Tasks for this exercise
1. Using the textscan reference, decide whether each statement agrees with it: (a) a file must be opened with fopen before textscan can read it; (b) calling textscan again on the same string continues from where the previous call stopped; (c) when reading from a string, the second output argument gives the number of characters read. Answer yes or no for each, and quote the words that decide it.
2. Output the part of the textscan reference between "C = textscan(fid, 'format', param, value, ...)" and "string each time.", inclusive.
3. Pick up the textscan reference after its last sentence and keep writing it.

Passage
------

MATLAB Function Reference Previous page   Next Page
textscan

Read data from text file, convert, and write to cell array

Syntax

Description

Before reading a file with textscan, you must open the file with the fopen function. fopen supplies the fid input required by textscan. When you are finished reading from the file, you should close the file by calling fclose(fid).

C = textscan(fid, 'format') reads data from an open text file identified by file identifier fid into cell array C. MATLAB parses the data into fields and converts it according to the conversion specifiers in the format string. These conversion specifiers determine the type of each cell in the output cell array. The number of specifiers determines the number of cells in the cell array.

C = textscan(fid, 'format', N) reads data from the file, reusing the format conversion specifier N times, where N is a positive integer. You can resume reading from the file after N cycles by calling textscan again using the original fid.

C = textscan(fid, 'format', param, value, ...) reads data from the file using nondefault parameter settings specified by one or more pairs of param and value arguments. The section User Configurable Options lists all valid parameter strings, value descriptions, and defaults.

C = textscan(fid, 'format', N, param, value, ...) reads data from the file, reusing the format conversion specifier N times, and using nondefault parameter settings specified by pairs of param and value arguments.

C = textscan(str, ...) reads data from string str in exactly the same way as it does when reading from a file. You can use the format, N, and parameter/value arguments described above with this syntax. Unlike when reading from a file, if you call textscan more than once on the same string, it does not resume reading where the last call left off but instead reads from the beginning of the string each time.

[C, position] = textscan(...) returns the location of the file or string position as the second output argument. For a file, this is exactly equivalent to calling ftell(fid) after making the call to TEXTSCAN. For a string, it indicates how many characters were read.

------

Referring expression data
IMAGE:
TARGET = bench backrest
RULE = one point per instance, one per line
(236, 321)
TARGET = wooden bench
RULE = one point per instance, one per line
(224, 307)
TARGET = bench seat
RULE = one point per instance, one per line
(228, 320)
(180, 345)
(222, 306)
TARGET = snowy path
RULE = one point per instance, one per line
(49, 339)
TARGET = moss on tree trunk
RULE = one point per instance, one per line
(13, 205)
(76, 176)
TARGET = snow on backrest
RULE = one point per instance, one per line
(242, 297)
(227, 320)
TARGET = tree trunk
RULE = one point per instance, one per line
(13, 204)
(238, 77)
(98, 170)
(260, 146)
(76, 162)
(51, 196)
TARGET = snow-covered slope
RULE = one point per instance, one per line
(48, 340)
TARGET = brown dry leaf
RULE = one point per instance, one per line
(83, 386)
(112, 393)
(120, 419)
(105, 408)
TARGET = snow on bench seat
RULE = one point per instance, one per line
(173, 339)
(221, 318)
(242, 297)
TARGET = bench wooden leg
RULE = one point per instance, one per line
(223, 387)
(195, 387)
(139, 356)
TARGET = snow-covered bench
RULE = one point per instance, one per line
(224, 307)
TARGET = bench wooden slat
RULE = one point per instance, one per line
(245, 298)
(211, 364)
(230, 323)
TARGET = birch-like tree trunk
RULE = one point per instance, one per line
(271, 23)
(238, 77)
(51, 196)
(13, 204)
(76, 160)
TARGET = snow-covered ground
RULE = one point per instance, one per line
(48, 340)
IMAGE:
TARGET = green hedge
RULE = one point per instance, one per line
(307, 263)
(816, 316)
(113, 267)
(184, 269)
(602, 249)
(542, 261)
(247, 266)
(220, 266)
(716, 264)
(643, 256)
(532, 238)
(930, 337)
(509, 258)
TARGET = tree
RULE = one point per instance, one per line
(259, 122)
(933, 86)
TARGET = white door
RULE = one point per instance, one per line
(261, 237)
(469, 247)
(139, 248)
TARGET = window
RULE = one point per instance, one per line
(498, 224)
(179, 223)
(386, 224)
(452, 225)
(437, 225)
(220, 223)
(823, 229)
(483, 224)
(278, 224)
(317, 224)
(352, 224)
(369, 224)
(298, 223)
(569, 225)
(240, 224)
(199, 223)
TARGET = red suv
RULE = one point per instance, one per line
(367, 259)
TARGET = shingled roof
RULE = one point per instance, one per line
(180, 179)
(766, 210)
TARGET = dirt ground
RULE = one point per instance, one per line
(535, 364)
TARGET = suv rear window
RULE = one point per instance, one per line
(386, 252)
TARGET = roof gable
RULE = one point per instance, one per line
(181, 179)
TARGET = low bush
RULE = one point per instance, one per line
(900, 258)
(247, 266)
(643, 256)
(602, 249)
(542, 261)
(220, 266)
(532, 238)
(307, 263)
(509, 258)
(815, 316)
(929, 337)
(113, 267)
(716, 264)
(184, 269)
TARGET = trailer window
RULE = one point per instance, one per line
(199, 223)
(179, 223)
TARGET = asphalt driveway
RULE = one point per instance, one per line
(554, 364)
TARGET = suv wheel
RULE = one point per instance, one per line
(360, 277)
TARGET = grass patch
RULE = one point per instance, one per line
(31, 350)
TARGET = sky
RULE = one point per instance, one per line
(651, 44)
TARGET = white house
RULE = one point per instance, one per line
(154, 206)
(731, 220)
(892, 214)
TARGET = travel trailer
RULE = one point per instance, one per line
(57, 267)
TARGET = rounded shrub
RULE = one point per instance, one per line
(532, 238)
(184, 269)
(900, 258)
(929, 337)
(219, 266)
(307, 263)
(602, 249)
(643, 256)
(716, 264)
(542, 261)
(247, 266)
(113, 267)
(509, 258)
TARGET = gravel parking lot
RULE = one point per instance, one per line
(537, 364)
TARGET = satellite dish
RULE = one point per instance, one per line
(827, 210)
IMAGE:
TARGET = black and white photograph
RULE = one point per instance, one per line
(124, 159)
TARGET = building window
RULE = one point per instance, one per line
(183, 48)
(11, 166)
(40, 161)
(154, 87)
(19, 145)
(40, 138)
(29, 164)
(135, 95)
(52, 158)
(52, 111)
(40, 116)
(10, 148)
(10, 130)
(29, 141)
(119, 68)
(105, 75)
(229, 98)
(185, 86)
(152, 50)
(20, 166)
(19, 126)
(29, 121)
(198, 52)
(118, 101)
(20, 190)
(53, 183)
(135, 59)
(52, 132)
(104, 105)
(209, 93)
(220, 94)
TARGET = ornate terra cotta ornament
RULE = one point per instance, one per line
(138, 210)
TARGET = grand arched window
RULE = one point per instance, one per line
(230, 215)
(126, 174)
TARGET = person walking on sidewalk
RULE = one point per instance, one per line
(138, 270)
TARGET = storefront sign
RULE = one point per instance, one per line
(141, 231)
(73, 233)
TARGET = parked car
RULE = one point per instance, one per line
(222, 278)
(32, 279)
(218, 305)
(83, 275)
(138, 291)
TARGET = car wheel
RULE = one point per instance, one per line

------

Answers below
1.
(a) Yes: "Before reading a file with textscan, you must open the file with the fopen function."
(b) No: "it does not resume reading where the last call left off but instead reads from the beginning of the string each time."
(c) Yes: "For a string, it indicates how many characters were read."

2.
C = textscan(fid, 'format', param, value, ...) reads data from the file using nondefault parameter settings specified by one or more pairs of param and value arguments. The section User Configurable Options lists all valid parameter strings, value descriptions, and defaults.

C = textscan(fid, 'format', N, param, value, ...) reads data from the file, reusing the format conversion specifier N times, and using nondefault parameter settings specified by pairs of param and value arguments.

C = textscan(str, ...) reads data from string str in exactly the same way as it does when reading from a file. You can use the format, N, and parameter/value arguments described above with this syntax. Unlike when reading from a file, if you call textscan more than once on the same string, it does not resume reading where the last call left off but instead reads from the beginning of the string each time.

3.
The Difference Between the textscan and textread Functions

The textscan function differs from textread in the following ways:

Field Delimiters

The textscan function regards a text file as consisting of blocks. Each block consists of a number of internally consistent fields. Each field consists of a group of characters delimited by a field delimiter character. Fields can span a number of rows. Each row is delimited by an end-of-line (EOL) character sequence.

The default field delimiter is the white-space character, (i.e., any character that returns true from a call to the isspace function). You can set the delimiter to a different character by specifying a 'delimiter' parameter in the textscan command (see User Configurable Options). If a nondefault delimiter is specified, repeated delimiter characters are treated as separate delimiters. When using the default delimiter, repeated white-space characters are treated as a single delimiter.

The default end-of-line character sequence depends on which operating system you are using. You can set end-of-line to a different character sequence by specifying an 'endofline' parameter in the textscan command (see User Configurable Options). If you set the delimiter parameter to 'EOL' (using the third syntax shown above), textscan reads complete rows.

Conversion Specifiers

This table shows the conversion type specifiers supported by textscan.

Specifier
Description
%n
Read a number and convert to double.
%d
Read a number and convert to int32.
%d8
Read a number and convert to int8.
%d16
Read a number and convert to int16.
%d32
Read a number and convert to int32.
%d64
Read a number and convert to int64.
%u
Read a number and convert to uint32.
%u8
Read a number and convert to uint8.
%u16
Read a number and convert to uint16.
%u32
Read a number and convert to uint32.
%u64
Read a number and convert to uint64.
%f
Read a number and convert to double.
%f32
Read a number and convert to single.
%f64
Read a number and convert to double.
%s
Read a string.
%q
Read a (possibly double-quoted) string.
%c
Read one character, including white space.
%[...]

Read characters that match characters between the brackets. Stop reading at the first nonmatching character or white-space. Use %[]...] to include ] in the set.

%[^...]

Read characters that do not match characters between the brackets. Stop reading at the first matching character or white-space. Use %[^]...] to exclude ] from the set.

Specifying Field Length

To read a certain number of characters or digits from a field, specify that number directly following the percent sign. For example, if the file you are reading contains the string

then the following command returns only five characters of the first field:

If you continue reading from the file, textscan resumes the operation at the point in the string where you left off. It applies the next format specifier to that portion of the field. For example, execute this command on the same file:

textscan reads starting from where it left off and continues to the next whitespace, returning 'bird'. The second %s reads the word 'singing'.

The results are

Skipping Fields

To skip any field, put an asterisk directly after the percent sign. MATLAB does not create an output cell for any fields that are skipped.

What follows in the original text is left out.